_Problem requirements_: Extract every line starting at the line that contains "Reviewer note: confirm that every instance of the tree" and ending with the final line of the data, inclusive; give only those lines, word for word.

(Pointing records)
↓↓↓
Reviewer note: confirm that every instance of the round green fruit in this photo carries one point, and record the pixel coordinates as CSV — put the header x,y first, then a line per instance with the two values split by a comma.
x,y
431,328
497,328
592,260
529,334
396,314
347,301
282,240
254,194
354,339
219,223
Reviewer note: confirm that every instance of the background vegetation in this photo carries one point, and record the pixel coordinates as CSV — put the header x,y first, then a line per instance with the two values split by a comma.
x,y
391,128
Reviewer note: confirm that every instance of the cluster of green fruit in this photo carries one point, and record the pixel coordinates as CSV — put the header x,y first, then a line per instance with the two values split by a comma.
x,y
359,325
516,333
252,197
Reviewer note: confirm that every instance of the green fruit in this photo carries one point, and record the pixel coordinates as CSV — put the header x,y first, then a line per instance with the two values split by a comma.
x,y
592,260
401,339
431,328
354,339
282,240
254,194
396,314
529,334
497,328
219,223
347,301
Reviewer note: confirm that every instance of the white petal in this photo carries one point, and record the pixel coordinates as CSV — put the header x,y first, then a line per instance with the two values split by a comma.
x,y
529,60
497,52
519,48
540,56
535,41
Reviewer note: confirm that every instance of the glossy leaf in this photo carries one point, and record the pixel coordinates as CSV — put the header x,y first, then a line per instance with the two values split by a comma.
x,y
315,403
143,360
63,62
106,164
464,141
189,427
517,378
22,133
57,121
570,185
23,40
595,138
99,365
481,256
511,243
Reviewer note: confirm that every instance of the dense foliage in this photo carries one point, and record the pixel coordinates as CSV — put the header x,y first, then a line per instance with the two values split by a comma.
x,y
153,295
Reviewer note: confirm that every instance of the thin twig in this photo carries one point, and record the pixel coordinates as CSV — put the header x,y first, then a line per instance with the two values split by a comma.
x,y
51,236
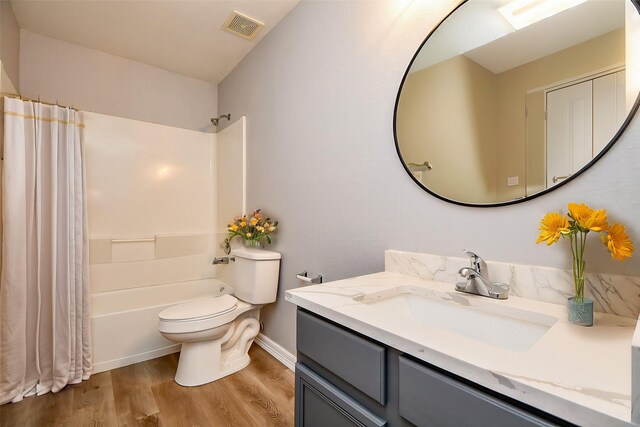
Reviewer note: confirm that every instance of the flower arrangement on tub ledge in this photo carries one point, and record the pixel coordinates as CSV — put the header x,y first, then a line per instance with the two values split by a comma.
x,y
580,221
252,230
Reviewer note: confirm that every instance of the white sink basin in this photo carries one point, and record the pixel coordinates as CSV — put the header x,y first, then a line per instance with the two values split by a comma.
x,y
486,321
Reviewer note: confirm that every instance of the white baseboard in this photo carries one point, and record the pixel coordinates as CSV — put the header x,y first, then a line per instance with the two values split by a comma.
x,y
130,360
277,351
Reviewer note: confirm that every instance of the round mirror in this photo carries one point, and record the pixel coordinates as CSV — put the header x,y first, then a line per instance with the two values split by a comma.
x,y
508,99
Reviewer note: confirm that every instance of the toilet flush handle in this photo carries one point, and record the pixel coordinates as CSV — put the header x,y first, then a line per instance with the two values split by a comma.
x,y
223,260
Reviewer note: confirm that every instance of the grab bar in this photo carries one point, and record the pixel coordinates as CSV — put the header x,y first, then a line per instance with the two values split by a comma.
x,y
134,240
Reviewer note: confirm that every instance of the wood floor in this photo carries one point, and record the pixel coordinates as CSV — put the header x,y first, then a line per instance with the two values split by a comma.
x,y
145,394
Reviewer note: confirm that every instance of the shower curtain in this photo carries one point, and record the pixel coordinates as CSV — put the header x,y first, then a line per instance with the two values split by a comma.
x,y
45,340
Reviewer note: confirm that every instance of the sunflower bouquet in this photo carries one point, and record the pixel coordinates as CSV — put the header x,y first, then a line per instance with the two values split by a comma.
x,y
253,229
580,221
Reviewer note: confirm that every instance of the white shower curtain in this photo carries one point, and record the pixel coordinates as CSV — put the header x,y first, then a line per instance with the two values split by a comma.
x,y
45,341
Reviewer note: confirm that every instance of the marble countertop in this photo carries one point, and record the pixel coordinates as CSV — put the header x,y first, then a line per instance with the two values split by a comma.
x,y
580,374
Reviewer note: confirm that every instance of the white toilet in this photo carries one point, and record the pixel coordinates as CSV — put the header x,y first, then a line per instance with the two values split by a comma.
x,y
216,333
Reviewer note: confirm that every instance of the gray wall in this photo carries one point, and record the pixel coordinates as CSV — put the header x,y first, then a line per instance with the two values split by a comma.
x,y
74,75
319,93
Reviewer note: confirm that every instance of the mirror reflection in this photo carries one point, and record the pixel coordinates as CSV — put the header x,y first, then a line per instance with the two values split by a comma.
x,y
509,98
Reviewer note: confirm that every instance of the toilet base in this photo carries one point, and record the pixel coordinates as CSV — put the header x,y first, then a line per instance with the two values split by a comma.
x,y
202,362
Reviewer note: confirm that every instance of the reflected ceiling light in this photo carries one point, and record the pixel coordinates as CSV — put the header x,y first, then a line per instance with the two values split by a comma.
x,y
521,13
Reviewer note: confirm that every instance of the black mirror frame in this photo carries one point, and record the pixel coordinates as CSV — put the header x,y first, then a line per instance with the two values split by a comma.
x,y
615,138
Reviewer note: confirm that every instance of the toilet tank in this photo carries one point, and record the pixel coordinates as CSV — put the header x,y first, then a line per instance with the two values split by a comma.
x,y
255,275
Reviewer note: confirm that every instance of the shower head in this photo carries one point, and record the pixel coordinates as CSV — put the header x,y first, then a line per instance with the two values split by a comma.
x,y
216,120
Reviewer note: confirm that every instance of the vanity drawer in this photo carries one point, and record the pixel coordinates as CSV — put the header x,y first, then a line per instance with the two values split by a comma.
x,y
320,404
429,398
359,362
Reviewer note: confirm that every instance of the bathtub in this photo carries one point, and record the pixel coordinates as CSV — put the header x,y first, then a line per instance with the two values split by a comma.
x,y
125,322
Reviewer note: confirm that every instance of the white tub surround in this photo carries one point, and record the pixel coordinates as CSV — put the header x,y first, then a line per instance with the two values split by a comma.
x,y
614,294
582,375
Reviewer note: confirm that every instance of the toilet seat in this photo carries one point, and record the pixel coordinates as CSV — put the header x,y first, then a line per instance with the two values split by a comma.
x,y
213,314
199,309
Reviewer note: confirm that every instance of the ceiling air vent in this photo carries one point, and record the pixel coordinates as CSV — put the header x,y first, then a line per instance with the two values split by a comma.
x,y
242,26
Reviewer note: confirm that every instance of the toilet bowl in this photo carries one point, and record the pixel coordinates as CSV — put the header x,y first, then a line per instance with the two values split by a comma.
x,y
216,333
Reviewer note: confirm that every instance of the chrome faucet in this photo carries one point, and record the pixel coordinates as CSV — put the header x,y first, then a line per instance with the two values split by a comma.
x,y
477,280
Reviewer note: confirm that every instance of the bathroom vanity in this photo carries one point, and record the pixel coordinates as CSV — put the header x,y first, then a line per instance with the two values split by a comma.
x,y
391,349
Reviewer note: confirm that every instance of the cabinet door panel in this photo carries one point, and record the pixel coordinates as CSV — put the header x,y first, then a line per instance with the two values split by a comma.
x,y
428,398
320,404
359,362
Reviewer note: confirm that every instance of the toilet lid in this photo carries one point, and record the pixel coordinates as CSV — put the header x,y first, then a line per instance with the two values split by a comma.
x,y
200,309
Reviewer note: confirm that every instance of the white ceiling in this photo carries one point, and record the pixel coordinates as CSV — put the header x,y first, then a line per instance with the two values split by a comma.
x,y
182,36
483,35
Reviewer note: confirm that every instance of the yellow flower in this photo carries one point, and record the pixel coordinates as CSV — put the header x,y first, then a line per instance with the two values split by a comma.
x,y
551,227
618,242
587,218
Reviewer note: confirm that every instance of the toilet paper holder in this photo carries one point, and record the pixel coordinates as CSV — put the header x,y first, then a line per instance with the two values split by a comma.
x,y
305,278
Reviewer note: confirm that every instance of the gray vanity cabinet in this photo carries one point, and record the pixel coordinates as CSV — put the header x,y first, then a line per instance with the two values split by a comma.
x,y
344,379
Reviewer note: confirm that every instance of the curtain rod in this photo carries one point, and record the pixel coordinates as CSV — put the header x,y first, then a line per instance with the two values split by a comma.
x,y
24,98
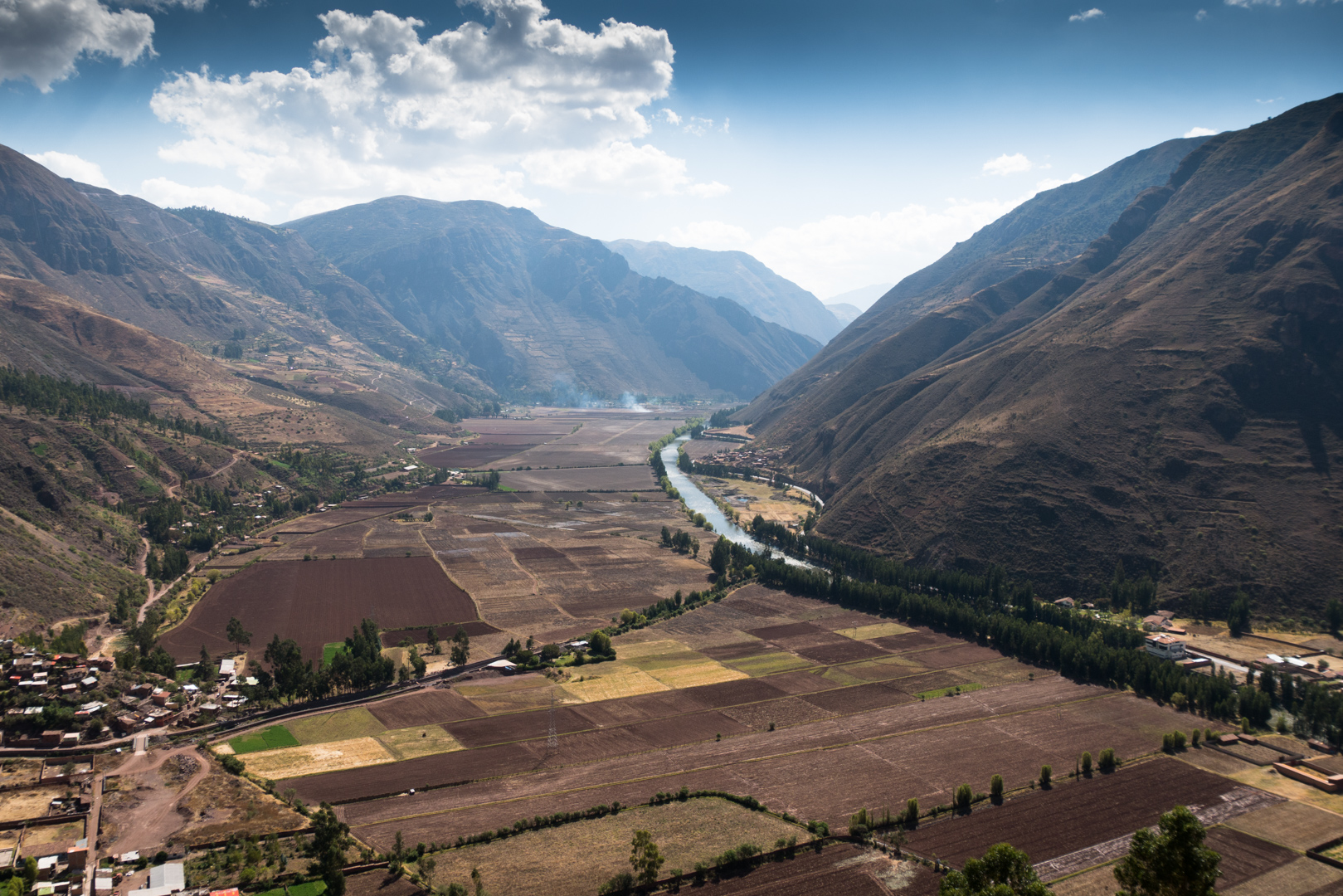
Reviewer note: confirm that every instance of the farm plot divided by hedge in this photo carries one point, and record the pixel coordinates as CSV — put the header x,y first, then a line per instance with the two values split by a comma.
x,y
320,602
824,768
1075,815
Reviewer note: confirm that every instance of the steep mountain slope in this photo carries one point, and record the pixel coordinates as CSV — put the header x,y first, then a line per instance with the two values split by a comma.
x,y
844,312
539,308
737,275
1171,399
1049,229
52,232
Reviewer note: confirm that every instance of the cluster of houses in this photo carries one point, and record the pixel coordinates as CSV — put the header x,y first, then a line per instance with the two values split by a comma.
x,y
754,458
86,687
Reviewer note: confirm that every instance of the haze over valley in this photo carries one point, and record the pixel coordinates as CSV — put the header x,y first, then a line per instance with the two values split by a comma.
x,y
620,449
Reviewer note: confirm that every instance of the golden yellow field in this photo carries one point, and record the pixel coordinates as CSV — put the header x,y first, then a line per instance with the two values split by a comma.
x,y
579,857
618,683
426,740
290,762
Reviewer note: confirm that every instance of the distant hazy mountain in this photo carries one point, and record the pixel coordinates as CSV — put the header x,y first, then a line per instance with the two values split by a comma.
x,y
1171,397
737,275
536,306
845,312
861,297
1053,226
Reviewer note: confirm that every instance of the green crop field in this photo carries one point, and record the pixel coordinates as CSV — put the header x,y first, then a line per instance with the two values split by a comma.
x,y
336,726
266,739
329,650
310,889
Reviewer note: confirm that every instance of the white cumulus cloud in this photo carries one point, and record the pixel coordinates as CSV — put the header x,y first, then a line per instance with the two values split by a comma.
x,y
158,6
71,167
41,41
477,112
1005,164
168,193
844,251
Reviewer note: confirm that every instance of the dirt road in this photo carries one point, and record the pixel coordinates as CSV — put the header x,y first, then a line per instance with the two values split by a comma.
x,y
152,816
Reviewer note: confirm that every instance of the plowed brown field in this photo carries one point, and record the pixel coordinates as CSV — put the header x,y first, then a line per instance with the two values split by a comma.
x,y
319,602
1048,824
826,768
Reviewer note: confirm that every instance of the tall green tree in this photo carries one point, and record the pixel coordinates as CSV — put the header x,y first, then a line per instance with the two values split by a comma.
x,y
1238,614
1002,872
1171,861
286,665
645,859
722,555
461,648
236,635
331,837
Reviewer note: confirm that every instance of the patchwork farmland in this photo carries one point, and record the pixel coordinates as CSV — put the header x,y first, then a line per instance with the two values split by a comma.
x,y
814,709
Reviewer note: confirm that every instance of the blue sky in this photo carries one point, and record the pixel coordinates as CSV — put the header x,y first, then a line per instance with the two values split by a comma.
x,y
842,145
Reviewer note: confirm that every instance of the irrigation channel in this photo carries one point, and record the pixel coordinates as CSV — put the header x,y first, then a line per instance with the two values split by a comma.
x,y
701,503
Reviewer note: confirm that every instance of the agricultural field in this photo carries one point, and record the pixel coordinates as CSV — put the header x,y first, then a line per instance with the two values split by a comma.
x,y
270,738
599,848
1291,824
757,499
790,699
839,869
319,602
579,480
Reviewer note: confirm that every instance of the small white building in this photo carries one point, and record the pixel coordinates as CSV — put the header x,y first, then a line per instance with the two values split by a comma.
x,y
1165,646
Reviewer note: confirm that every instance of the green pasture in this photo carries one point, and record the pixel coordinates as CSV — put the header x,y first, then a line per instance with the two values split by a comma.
x,y
310,889
270,738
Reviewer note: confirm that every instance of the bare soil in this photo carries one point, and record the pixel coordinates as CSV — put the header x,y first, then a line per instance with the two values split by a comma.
x,y
320,602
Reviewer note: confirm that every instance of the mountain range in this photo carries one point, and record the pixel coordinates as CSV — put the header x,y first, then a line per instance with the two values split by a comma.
x,y
539,309
737,275
1167,395
468,301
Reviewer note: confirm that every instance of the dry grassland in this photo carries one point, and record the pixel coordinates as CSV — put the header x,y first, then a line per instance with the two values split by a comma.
x,y
223,805
344,724
1265,778
52,833
28,804
690,674
1291,824
408,743
577,859
768,663
1213,761
1297,878
878,631
625,681
293,762
1000,672
15,772
1097,881
509,694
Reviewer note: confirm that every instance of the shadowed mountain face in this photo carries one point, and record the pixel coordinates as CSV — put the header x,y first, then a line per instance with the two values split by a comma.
x,y
1047,230
188,275
540,308
1171,398
737,275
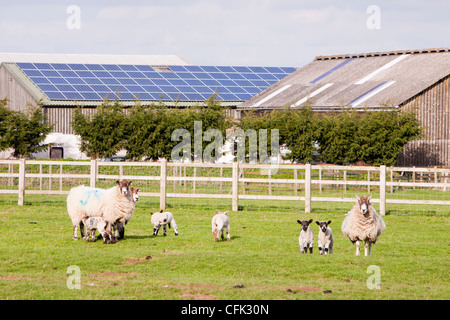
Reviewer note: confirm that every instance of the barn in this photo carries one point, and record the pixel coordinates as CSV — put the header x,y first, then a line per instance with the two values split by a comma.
x,y
61,83
417,80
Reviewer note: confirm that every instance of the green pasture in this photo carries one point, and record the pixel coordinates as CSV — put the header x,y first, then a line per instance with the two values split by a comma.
x,y
262,260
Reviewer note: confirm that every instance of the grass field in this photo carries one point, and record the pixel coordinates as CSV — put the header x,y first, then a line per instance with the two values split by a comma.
x,y
262,260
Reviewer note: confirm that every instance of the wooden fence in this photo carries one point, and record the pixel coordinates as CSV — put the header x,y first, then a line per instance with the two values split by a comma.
x,y
382,178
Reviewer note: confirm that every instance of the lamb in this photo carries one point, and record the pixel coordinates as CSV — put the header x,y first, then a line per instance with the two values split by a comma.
x,y
306,238
114,204
100,224
325,237
163,219
119,227
219,222
363,223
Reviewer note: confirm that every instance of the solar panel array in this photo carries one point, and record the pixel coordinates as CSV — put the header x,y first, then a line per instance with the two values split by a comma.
x,y
80,82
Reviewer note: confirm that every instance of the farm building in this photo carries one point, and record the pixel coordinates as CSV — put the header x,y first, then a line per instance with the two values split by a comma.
x,y
416,80
61,83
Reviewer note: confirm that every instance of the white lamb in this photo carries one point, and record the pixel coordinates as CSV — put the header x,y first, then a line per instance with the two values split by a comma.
x,y
100,224
306,238
163,219
219,222
325,237
363,223
115,204
120,227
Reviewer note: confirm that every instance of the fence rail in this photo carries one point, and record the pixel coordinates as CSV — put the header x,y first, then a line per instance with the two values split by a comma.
x,y
16,174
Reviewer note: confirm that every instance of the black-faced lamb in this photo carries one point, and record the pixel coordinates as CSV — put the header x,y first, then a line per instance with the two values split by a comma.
x,y
100,224
114,204
220,222
363,223
163,219
325,237
306,238
119,227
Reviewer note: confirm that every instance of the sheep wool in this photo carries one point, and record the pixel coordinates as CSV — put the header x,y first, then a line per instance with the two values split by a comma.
x,y
363,223
114,204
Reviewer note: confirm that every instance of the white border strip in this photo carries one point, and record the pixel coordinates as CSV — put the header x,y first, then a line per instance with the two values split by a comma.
x,y
385,67
303,100
273,94
371,94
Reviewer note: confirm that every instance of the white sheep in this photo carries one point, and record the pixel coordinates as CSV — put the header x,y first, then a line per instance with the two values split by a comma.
x,y
163,219
219,222
306,238
115,204
325,237
363,223
100,224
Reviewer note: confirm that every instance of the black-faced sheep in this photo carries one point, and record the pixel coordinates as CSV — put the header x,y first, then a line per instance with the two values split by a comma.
x,y
363,223
219,222
325,237
100,224
163,219
306,238
114,204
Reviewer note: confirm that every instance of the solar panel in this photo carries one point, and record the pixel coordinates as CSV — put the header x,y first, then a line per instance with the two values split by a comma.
x,y
78,81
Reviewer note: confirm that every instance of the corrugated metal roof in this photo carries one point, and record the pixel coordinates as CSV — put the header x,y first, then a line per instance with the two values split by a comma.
x,y
360,80
155,60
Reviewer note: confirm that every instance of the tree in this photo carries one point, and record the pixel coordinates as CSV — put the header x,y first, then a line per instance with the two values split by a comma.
x,y
24,132
102,133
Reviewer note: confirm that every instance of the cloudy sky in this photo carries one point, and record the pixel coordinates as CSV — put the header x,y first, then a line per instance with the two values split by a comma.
x,y
224,32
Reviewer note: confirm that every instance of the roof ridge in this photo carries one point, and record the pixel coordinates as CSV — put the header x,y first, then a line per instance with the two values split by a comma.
x,y
383,53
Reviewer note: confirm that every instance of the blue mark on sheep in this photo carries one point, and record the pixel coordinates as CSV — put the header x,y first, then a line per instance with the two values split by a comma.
x,y
96,192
↑↑↑
_Result of the task_:
Reviewer note: confirm that every instance of the tree in this photo carries one point, and record the pixel coordinates as CSV — put the header x,y first, then a line per instance with the two values split by a comma.
x,y
24,132
102,133
Reviewer note: confirm that every instance of the cloudy sky in this photo carries one point, and record the pixel coordinates as CSV — put the header x,y first, then a line per instance with the two values split by a comma.
x,y
224,32
Reviewer note: confirm that every instance of the roof ridge in this photo carries one point, and record the pixel coordinates as CSV — put the header x,y first, then a line per instance with the two values split by a comma.
x,y
383,53
Reviewer note: confirm that every instance of the blue mark on sheep in this photo carries one point, and record the pixel coordinates as CSV — put the header x,y first, then a line per instance with the two values split by a comma.
x,y
96,192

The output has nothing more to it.